> WRITTEN TASK:
Copy out every row below, requests included, but shift each bounding-box coordinate in the answers by adding 85, leaving the requests and their format samples unchanged. Omit the pictures.

-- -- --

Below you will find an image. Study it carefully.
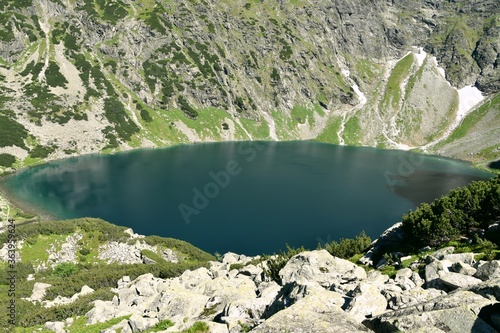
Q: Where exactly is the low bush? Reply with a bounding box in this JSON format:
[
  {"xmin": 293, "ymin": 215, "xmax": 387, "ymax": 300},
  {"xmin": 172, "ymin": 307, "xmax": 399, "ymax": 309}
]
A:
[
  {"xmin": 0, "ymin": 154, "xmax": 16, "ymax": 168},
  {"xmin": 325, "ymin": 231, "xmax": 372, "ymax": 259}
]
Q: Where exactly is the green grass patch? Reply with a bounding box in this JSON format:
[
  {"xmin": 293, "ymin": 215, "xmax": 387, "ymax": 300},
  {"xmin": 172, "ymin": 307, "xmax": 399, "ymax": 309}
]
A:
[
  {"xmin": 0, "ymin": 153, "xmax": 16, "ymax": 168},
  {"xmin": 0, "ymin": 115, "xmax": 28, "ymax": 149},
  {"xmin": 291, "ymin": 105, "xmax": 316, "ymax": 127},
  {"xmin": 381, "ymin": 53, "xmax": 414, "ymax": 109},
  {"xmin": 445, "ymin": 93, "xmax": 500, "ymax": 142},
  {"xmin": 315, "ymin": 116, "xmax": 342, "ymax": 144},
  {"xmin": 343, "ymin": 115, "xmax": 361, "ymax": 145},
  {"xmin": 240, "ymin": 118, "xmax": 270, "ymax": 140}
]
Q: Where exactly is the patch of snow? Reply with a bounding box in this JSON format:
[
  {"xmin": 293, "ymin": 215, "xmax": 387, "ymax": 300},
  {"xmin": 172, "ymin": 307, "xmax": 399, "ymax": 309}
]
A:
[
  {"xmin": 457, "ymin": 86, "xmax": 484, "ymax": 119},
  {"xmin": 262, "ymin": 112, "xmax": 278, "ymax": 141},
  {"xmin": 337, "ymin": 84, "xmax": 368, "ymax": 146},
  {"xmin": 422, "ymin": 86, "xmax": 484, "ymax": 151},
  {"xmin": 352, "ymin": 84, "xmax": 368, "ymax": 109},
  {"xmin": 431, "ymin": 57, "xmax": 446, "ymax": 78},
  {"xmin": 234, "ymin": 118, "xmax": 253, "ymax": 141},
  {"xmin": 413, "ymin": 47, "xmax": 427, "ymax": 66}
]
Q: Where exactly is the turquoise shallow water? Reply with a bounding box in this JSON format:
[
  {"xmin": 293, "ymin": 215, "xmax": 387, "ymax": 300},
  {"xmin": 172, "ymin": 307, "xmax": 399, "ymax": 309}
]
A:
[{"xmin": 2, "ymin": 142, "xmax": 491, "ymax": 255}]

-- -- --

> REPLY TO THE EXERCISE:
Below you will find an image. Study it carefully.
Q: Where exactly is the low bush? Reply with a bounding box in this JSON format:
[
  {"xmin": 293, "ymin": 215, "xmax": 387, "ymax": 300},
  {"xmin": 172, "ymin": 307, "xmax": 399, "ymax": 309}
]
A:
[
  {"xmin": 85, "ymin": 239, "xmax": 101, "ymax": 253},
  {"xmin": 410, "ymin": 316, "xmax": 457, "ymax": 344}
]
Q: Where exactly is the green grass patch? Reply with a bounding box in this JSON format:
[
  {"xmin": 293, "ymin": 215, "xmax": 387, "ymax": 300},
  {"xmin": 172, "ymin": 307, "xmax": 399, "ymax": 309}
]
A:
[
  {"xmin": 85, "ymin": 238, "xmax": 101, "ymax": 253},
  {"xmin": 85, "ymin": 200, "xmax": 113, "ymax": 234},
  {"xmin": 376, "ymin": 190, "xmax": 401, "ymax": 212},
  {"xmin": 466, "ymin": 138, "xmax": 499, "ymax": 194},
  {"xmin": 530, "ymin": 178, "xmax": 585, "ymax": 227},
  {"xmin": 400, "ymin": 201, "xmax": 427, "ymax": 229},
  {"xmin": 428, "ymin": 200, "xmax": 446, "ymax": 230},
  {"xmin": 325, "ymin": 203, "xmax": 355, "ymax": 225}
]
Q: Where exactly is the patch of snow? Reply with a bounding box in this JSON format:
[
  {"xmin": 293, "ymin": 215, "xmax": 387, "ymax": 300},
  {"xmin": 172, "ymin": 307, "xmax": 399, "ymax": 309}
]
A:
[
  {"xmin": 542, "ymin": 171, "xmax": 569, "ymax": 204},
  {"xmin": 347, "ymin": 197, "xmax": 363, "ymax": 226},
  {"xmin": 422, "ymin": 169, "xmax": 453, "ymax": 231},
  {"xmin": 507, "ymin": 171, "xmax": 569, "ymax": 236},
  {"xmin": 437, "ymin": 169, "xmax": 453, "ymax": 194},
  {"xmin": 516, "ymin": 142, "xmax": 531, "ymax": 163},
  {"xmin": 319, "ymin": 203, "xmax": 338, "ymax": 226},
  {"xmin": 498, "ymin": 132, "xmax": 512, "ymax": 151}
]
Q: Where exactly is the turquoise shallow water? Reply with a bounding box in this JSON format:
[
  {"xmin": 293, "ymin": 215, "xmax": 387, "ymax": 300},
  {"xmin": 172, "ymin": 307, "xmax": 399, "ymax": 309}
]
A:
[{"xmin": 87, "ymin": 227, "xmax": 576, "ymax": 340}]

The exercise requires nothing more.